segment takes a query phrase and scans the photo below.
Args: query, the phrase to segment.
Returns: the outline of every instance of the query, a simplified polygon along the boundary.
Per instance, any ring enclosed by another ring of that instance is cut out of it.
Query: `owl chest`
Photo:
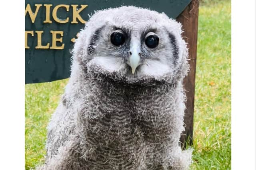
[[[127,100],[122,96],[102,96],[92,100],[86,111],[88,129],[94,136],[107,135],[105,141],[154,141],[156,136],[166,136],[169,111],[158,98]]]

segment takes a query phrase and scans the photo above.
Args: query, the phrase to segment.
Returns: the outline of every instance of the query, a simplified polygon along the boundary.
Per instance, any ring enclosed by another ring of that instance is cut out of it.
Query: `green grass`
[[[199,10],[192,170],[231,169],[231,2]],[[44,162],[46,127],[68,80],[25,86],[26,169]]]

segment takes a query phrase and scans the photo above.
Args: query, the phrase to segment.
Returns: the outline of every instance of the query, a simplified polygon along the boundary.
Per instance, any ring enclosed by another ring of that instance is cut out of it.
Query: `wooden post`
[[[190,72],[184,80],[187,100],[184,117],[185,131],[182,133],[180,141],[184,148],[186,148],[186,143],[189,145],[192,144],[199,6],[198,0],[192,0],[176,19],[177,21],[181,23],[183,25],[184,32],[182,36],[188,43],[189,63],[190,65]]]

^^^^^^^^^^^^^^^^

● **GOAL OF THE EXERCISE**
Reproduce all of the data above, renaming "simplified polygon" to "smoothed polygon" wherever it occurs and changing nothing else. Omit the pictures from your answer.

● **WRITTEN ANSWER**
segment takes a query phrase and scans the photo below.
Args: query, the phrase to segment.
Returns: the outline of every instance of the query, a smoothed polygon along the boundary.
Per instance, any ring enclosed by another ring of that instance is cut out of it.
Query: `owl chest`
Photo:
[[[127,100],[122,96],[102,96],[92,100],[86,111],[88,129],[94,136],[107,135],[105,141],[154,141],[156,136],[166,136],[169,111],[158,98]]]

segment takes a query phrase and scans the photo above.
Args: query, the phrase to segment.
Returns: the outline of every instance of the query, a smoothed polygon along the boundary.
Per instance, any ring enclosed by another ring of that instance is cut out of it.
Query: `green grass`
[[[199,10],[192,170],[231,169],[231,2]],[[44,162],[46,127],[68,80],[25,86],[26,169]]]

segment takes a query phrase and scans the photo above.
Args: query, the phrase to segment.
Returns: the outline of every instance of the query, a smoothed polygon along the boundary.
Per instance, any ring enclosed by another ring of that instance is cut out of it.
Query: `wooden post`
[[[190,72],[184,80],[187,100],[184,117],[185,131],[182,133],[180,141],[184,148],[186,148],[186,143],[189,145],[192,144],[199,6],[198,0],[192,0],[176,19],[177,21],[181,23],[183,25],[184,32],[182,36],[188,43],[189,63],[190,65]]]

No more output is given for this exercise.